## WHAT TO PRODUCE
Repeat only the lines below from the one containing "of the shoreline" through the one containing "x=558 y=799", inclusive, exactly as written.

## DATASET CONTENT
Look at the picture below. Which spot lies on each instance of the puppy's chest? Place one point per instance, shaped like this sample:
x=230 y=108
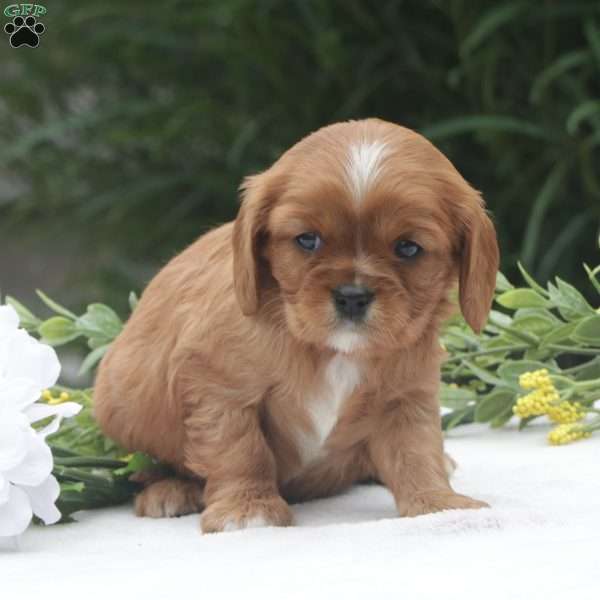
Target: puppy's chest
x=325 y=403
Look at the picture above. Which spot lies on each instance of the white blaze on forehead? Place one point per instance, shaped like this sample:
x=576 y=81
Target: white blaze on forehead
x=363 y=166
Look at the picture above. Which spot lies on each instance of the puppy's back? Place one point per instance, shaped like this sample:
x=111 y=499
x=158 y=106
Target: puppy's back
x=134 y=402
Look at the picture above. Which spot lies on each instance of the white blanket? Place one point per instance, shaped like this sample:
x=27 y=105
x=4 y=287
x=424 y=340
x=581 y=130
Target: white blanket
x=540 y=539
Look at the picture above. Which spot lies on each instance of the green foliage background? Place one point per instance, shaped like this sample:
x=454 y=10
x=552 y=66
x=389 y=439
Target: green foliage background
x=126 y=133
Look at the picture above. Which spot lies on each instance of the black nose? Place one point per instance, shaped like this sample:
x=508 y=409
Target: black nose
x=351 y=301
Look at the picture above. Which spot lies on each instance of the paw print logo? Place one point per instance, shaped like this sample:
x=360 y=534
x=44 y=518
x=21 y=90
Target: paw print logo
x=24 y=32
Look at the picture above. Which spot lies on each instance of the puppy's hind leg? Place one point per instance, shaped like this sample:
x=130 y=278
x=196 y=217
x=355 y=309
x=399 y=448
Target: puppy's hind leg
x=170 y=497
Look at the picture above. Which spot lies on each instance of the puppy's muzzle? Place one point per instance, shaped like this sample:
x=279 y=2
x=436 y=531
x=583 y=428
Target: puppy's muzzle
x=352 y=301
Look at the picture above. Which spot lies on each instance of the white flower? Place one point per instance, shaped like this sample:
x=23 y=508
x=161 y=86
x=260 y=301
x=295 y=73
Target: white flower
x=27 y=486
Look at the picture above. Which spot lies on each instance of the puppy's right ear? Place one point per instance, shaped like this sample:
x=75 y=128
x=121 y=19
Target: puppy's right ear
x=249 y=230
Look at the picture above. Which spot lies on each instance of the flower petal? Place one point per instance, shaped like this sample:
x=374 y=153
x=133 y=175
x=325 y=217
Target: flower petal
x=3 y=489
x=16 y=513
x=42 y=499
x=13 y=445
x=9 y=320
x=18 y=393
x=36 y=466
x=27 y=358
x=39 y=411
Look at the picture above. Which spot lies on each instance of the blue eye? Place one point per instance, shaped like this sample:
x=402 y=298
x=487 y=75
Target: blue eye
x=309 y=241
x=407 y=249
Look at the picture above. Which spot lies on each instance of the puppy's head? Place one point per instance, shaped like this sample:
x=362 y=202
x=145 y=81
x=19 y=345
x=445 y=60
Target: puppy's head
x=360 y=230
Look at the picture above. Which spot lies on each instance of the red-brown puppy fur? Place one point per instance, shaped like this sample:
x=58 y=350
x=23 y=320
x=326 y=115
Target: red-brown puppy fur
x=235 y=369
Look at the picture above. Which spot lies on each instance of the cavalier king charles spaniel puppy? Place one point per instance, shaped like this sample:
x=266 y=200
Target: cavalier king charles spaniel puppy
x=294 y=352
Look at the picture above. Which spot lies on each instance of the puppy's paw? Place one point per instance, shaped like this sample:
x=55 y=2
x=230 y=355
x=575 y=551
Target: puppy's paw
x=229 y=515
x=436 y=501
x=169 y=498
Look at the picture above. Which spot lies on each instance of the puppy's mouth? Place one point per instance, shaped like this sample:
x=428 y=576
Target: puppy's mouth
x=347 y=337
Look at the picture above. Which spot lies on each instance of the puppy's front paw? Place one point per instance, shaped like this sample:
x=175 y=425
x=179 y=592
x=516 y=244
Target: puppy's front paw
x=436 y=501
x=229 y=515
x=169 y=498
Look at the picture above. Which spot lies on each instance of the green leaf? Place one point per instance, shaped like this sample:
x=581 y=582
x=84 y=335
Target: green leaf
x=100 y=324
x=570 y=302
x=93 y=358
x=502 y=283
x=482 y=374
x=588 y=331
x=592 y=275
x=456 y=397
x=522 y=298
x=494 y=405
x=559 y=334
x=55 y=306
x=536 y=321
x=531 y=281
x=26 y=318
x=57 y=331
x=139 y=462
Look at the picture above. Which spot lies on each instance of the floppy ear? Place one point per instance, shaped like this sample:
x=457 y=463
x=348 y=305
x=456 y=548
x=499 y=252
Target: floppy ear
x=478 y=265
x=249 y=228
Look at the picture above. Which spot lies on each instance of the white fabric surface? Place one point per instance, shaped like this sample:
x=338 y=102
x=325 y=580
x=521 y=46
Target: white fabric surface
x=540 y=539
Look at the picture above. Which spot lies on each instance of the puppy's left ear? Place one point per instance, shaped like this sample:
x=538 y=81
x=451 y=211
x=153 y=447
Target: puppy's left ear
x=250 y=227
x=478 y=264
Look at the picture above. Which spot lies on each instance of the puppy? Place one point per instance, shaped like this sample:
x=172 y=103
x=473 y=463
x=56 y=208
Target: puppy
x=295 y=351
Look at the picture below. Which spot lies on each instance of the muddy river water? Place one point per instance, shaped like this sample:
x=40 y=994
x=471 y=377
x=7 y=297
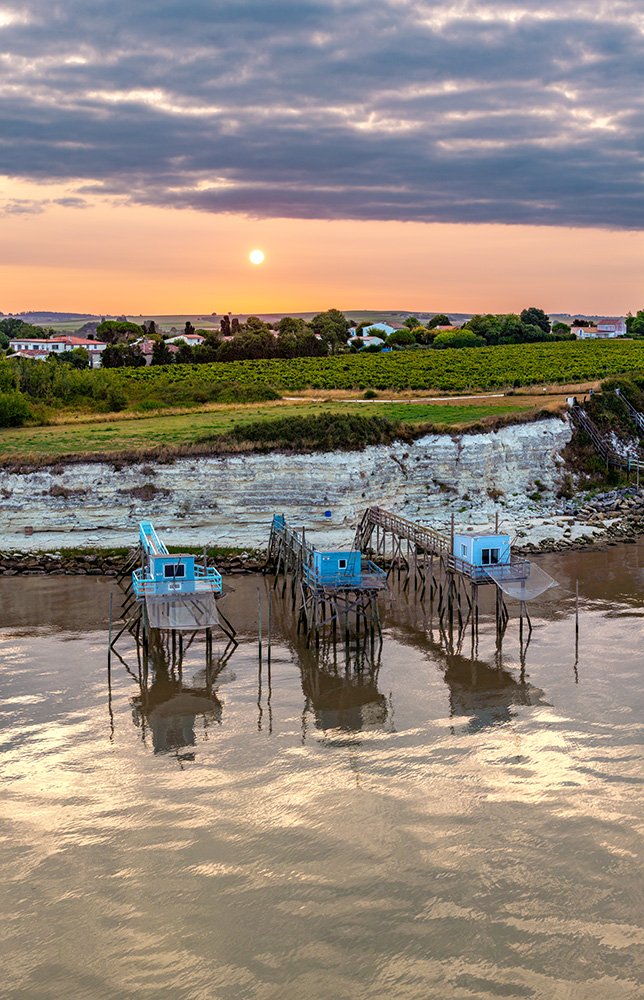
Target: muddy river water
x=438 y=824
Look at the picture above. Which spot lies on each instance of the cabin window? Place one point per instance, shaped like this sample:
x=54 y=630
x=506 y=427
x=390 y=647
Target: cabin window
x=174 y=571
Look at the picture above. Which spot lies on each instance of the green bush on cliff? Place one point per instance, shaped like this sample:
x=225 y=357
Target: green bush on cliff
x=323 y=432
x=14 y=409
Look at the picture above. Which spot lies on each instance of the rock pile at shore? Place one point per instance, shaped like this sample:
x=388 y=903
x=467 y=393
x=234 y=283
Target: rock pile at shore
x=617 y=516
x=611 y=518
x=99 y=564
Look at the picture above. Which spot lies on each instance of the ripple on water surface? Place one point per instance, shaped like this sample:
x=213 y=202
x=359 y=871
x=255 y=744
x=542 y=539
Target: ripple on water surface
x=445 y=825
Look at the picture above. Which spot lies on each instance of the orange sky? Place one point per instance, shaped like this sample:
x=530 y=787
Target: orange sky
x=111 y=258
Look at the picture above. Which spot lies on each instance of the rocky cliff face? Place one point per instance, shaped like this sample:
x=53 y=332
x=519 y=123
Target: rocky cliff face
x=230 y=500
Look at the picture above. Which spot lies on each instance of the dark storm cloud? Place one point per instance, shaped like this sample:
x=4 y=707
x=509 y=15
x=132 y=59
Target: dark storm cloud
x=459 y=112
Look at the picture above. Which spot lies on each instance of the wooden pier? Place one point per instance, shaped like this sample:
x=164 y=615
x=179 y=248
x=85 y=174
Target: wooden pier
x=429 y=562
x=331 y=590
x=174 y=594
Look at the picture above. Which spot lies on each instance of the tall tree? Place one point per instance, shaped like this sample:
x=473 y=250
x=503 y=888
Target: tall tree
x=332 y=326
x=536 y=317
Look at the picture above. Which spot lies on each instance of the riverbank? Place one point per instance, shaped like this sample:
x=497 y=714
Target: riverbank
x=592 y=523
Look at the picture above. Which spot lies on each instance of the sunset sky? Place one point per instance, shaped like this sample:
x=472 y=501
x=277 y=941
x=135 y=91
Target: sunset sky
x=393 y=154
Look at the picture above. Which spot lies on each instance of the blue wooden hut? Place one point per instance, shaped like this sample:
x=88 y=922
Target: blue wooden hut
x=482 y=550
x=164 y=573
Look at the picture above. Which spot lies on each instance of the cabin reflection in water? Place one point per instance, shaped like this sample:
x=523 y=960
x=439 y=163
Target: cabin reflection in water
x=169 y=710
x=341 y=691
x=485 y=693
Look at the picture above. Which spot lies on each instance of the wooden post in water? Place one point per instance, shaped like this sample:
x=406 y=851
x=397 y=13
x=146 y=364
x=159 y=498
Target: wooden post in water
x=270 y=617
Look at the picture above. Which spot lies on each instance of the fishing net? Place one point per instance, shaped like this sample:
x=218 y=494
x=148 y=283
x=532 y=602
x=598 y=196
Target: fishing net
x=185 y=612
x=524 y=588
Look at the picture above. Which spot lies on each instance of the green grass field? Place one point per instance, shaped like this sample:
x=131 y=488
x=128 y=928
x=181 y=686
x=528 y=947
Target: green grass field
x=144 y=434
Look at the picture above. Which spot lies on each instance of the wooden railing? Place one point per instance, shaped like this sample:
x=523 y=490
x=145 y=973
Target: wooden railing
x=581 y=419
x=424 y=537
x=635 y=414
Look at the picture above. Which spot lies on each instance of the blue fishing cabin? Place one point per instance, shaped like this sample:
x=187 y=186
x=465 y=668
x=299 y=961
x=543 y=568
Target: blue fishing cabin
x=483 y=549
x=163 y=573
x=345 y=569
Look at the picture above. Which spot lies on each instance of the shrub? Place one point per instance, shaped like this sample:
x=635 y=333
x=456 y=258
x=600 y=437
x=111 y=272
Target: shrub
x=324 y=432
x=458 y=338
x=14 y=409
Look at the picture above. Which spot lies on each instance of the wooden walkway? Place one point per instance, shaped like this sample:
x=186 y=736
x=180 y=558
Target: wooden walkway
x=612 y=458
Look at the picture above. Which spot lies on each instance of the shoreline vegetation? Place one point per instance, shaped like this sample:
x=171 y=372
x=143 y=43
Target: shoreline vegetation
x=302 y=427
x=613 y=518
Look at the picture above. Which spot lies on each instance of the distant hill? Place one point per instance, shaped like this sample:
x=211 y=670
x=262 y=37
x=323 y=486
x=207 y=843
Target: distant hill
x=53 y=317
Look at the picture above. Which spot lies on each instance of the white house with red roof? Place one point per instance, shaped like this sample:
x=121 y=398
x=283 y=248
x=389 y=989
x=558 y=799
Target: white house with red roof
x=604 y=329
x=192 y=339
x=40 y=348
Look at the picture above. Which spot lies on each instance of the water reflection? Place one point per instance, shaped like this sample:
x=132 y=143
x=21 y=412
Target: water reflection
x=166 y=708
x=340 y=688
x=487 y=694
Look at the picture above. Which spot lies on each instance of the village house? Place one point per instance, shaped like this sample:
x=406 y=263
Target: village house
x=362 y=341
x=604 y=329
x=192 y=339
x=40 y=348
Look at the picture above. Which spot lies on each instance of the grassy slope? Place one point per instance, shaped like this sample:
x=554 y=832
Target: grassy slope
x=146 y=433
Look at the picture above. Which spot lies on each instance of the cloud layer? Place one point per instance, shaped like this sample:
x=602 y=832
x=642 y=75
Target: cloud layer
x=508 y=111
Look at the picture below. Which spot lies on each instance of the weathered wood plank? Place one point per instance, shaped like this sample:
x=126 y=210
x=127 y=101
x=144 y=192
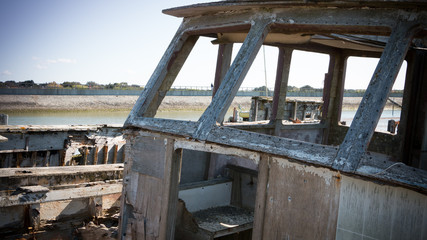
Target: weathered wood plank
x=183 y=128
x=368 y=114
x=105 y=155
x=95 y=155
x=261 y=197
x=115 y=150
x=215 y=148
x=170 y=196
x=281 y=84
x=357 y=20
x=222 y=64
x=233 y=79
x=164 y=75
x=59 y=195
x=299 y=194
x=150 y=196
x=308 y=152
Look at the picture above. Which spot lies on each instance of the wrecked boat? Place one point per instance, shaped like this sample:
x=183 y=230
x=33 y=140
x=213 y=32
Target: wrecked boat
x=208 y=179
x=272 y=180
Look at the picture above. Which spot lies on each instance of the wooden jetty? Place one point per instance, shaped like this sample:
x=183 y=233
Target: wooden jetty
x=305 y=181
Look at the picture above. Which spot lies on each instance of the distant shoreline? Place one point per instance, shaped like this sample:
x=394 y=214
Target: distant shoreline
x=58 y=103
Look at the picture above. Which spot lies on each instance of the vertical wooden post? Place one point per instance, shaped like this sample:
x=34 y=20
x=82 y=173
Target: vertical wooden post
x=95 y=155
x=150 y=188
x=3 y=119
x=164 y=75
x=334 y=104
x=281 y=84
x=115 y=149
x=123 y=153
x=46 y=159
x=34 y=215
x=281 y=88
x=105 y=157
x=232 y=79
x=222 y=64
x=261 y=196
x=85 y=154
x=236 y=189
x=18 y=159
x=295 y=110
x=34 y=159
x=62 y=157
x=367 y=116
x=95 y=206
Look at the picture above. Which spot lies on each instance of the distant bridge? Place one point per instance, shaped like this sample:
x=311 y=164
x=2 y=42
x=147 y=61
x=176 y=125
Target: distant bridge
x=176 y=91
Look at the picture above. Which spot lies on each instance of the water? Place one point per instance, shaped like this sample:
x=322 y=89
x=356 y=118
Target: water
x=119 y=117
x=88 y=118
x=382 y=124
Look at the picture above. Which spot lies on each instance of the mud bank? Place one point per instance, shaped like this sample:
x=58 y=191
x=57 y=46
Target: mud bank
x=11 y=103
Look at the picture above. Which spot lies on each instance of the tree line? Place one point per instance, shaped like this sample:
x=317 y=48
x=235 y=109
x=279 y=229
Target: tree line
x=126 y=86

## YOUR RESPONSE
Look at the picture above. Which spot lies on each instance of the shoreline vegetation? Place one point per instance, shaped like this sample:
x=171 y=372
x=143 y=43
Target: shoreline vegetation
x=302 y=427
x=613 y=518
Look at the picture above. Which spot lies on each instance of the distant hill? Place one point per instance, shaped like this sample:
x=211 y=670
x=262 y=37
x=323 y=486
x=207 y=843
Target: distant hill
x=53 y=317
Look at the picture above. Which spot lies on each instance of the white house with red roof? Place one point per instance, shaped like this sample:
x=121 y=398
x=283 y=248
x=389 y=989
x=558 y=799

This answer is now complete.